What is the reason for this? Not the tech reason (as in the http code, etc) but why would the site owners want to do this?
I know it's purely aesthetic and I always have host-headers for both www and not, but is there a reason to bounce a user to a single domain, subheaded or not?
Update 1
Not having a subdomain is called a bare domain. Thanks peeps! never knew it had a term :)
Update 2
Thanks for the answers so far - please note I understand that www.domain.com can point to domain.com. This is not a question about if i should offer both or either/or, it's asking why some sites default to a baredomain instead of www subdomains, or vice-versa. Cheers.
Jeff Atwood actually HAS explained why he's gone for bare domains here and here. (Nod to Jonas Pegerfalk for the post :) )
Jeff's post (and others in this thread) also talk about the problems of a bare domain with cookies and static images. Basically, if you have cookies on in a bare domain, then all subdomains are forced also. The solution is to purchase another domain, as posted by the Yahoo Perf Team here.

Jeff Atwood has written a great article about the The Great Dub-Dub-Dub Debate. There is also a blog entry in the Stackoverflow blog on why and how Stackoverflow has dropped the www prefix.

as far as I can tell, it doesn't really matter, but you should pick one or the other as the default, and forward to that.
the reason is that, depending on the browser implementation, www.example.com cookies are not always accessible to example.com (or is it the other way around?)

DATA PROVIDED —

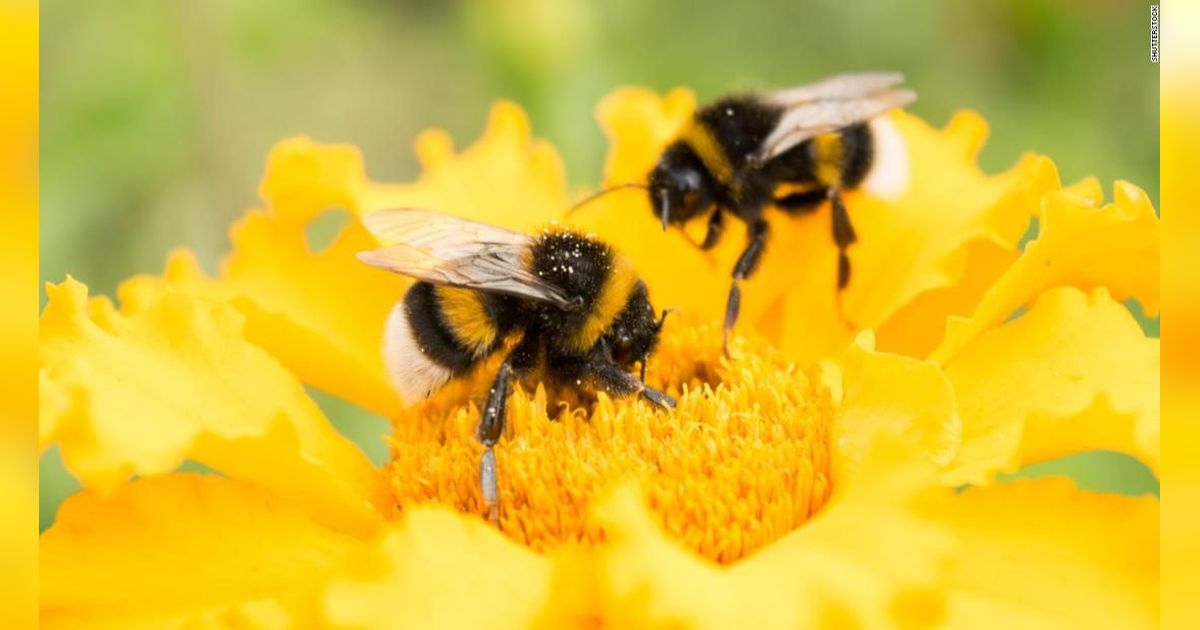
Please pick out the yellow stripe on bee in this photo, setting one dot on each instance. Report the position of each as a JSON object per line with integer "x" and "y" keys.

---

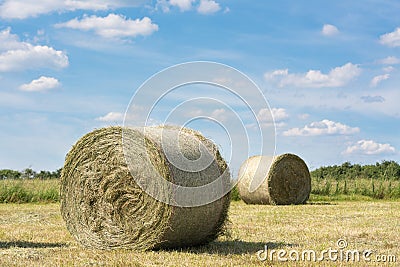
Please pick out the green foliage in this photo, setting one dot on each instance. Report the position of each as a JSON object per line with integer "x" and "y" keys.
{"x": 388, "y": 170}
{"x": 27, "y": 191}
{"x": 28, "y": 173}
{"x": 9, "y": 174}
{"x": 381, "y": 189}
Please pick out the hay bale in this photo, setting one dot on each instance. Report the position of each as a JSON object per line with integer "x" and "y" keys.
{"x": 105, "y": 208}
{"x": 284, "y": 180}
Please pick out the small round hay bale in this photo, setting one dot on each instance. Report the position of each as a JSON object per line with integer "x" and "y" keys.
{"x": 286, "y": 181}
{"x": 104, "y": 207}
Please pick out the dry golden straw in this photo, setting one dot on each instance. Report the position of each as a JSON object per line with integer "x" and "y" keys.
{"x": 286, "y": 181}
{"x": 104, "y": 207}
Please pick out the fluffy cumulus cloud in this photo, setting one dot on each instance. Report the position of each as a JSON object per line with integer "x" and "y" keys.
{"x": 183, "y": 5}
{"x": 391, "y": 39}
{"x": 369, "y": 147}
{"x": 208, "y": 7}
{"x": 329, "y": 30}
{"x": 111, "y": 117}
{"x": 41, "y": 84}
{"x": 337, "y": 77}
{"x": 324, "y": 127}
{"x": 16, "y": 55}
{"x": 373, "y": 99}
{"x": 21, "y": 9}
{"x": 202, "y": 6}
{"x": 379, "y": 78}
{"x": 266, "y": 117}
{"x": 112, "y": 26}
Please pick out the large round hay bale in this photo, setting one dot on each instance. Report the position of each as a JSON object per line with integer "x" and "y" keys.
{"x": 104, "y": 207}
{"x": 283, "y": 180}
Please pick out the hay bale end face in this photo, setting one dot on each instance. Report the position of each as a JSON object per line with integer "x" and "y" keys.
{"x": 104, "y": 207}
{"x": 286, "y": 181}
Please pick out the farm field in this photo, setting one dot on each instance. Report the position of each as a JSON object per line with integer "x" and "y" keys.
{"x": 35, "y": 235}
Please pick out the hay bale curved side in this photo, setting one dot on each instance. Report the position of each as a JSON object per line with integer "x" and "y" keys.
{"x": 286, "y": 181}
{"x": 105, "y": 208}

DIRECTIVES —
1/ Reproduce the stretch of the thread on www versus bare domains from "Jeff's post (and" through "Perf Team here.", changing "bare domain" to "apex domain".
2/ Count the lines of the entries that contain the string "round", treating case as significant, and give only the number.

SOLUTIONS TO THE PROBLEMS —
1/
Jeff's post (and others in this thread) also talk about the problems of a apex domain with cookies and static images. Basically, if you have cookies on in a apex domain, then all subdomains are forced also. The solution is to purchase another domain, as posted by the Yahoo Perf Team here.

2/ 2